SELECTED PASSAGE:
=-=-=
On 27 May 1934, the race was a duel between the Caudron pilots, the Caudron firm presenting two racing aircraft designed by Marcel Riffard. Maurice Arnoux won with a C.450 at a speed of 388.97km/h overtaking Louis Massotte's Regnier-engined (and sponsored) C.366 (360.72km/h) and Albert Monville's Renault-engined Caudron C.460 (341.04km/h). Nick Comper flew the Comper Streak (G-ACNC), but retired on the 6th lap of the afternoon session as problem with the undercarriage limited his speed. Georges Detre flying a Potez 53-2 retired after problems with his engine oil supply. The Potez 53-3 had problems with its variable pitch propeller and was unable to start for the second section,

===1935 competition===
The 1935 race was arguably the most exciting competition of them all, and was the consecration of the Caudron-Renault racers. Eight pilots were registered for this event, but the Nennig C-3 (race no.4) of Guy Bart was not ready, and the Régnier Martinet, a modified Caudron C.366, (race no.2) was damaged during its tests. Two Caudron C.560s were supposed to participate (race no.1 and 3), but were not ready. They were thus replaced by a Caudron C.430 and a C.450 with the same race numbers.

The course was over 100 km (62 miles), from Etampes aerodrome to Chartres Bonce and back. The race itself was in two stages, each of 1,000 km (625 miles).
=-=-=
DATA EXCERPTS:

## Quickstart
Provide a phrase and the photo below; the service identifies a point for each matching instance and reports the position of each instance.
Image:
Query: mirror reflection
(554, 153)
=-=-=
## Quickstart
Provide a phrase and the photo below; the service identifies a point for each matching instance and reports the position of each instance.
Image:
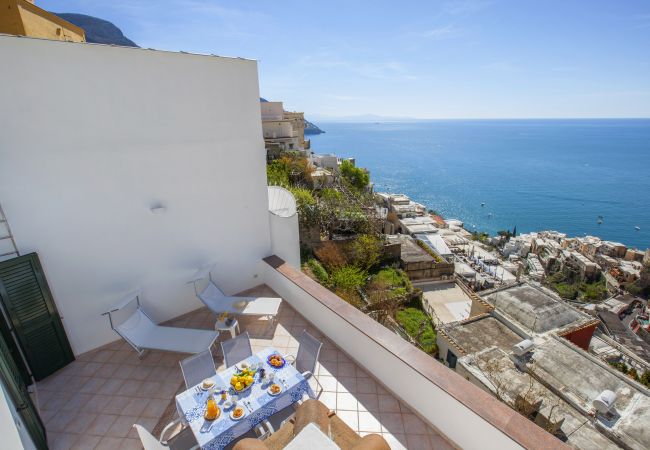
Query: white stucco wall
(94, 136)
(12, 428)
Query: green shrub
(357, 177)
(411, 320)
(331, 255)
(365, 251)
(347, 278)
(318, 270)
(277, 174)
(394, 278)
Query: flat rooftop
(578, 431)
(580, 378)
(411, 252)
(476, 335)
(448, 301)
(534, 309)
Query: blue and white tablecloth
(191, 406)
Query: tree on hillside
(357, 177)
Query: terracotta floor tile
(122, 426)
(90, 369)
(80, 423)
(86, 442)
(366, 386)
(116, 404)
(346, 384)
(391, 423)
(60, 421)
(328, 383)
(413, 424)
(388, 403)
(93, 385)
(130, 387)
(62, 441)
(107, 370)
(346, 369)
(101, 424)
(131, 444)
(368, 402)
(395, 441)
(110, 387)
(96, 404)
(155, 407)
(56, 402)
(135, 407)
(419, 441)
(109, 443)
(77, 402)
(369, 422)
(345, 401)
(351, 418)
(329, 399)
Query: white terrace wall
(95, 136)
=-=-=
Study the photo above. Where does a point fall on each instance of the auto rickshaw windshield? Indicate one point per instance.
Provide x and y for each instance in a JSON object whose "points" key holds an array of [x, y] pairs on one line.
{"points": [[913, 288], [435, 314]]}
=-=-=
PROBLEM SET:
A: In the air race passage, copy the stretch from "The course was" through "km (625 miles).", changing "two stages" to "two legs".
B: According to the air race passage, how many pilots were registered for the 1935 event?

SOLUTIONS BELOW:
A:
The course was over 100 km (62 miles), from Etampes aerodrome to Chartres Bonce and back. The race itself was in two legs, each of 1,000 km (625 miles).

B: Eight.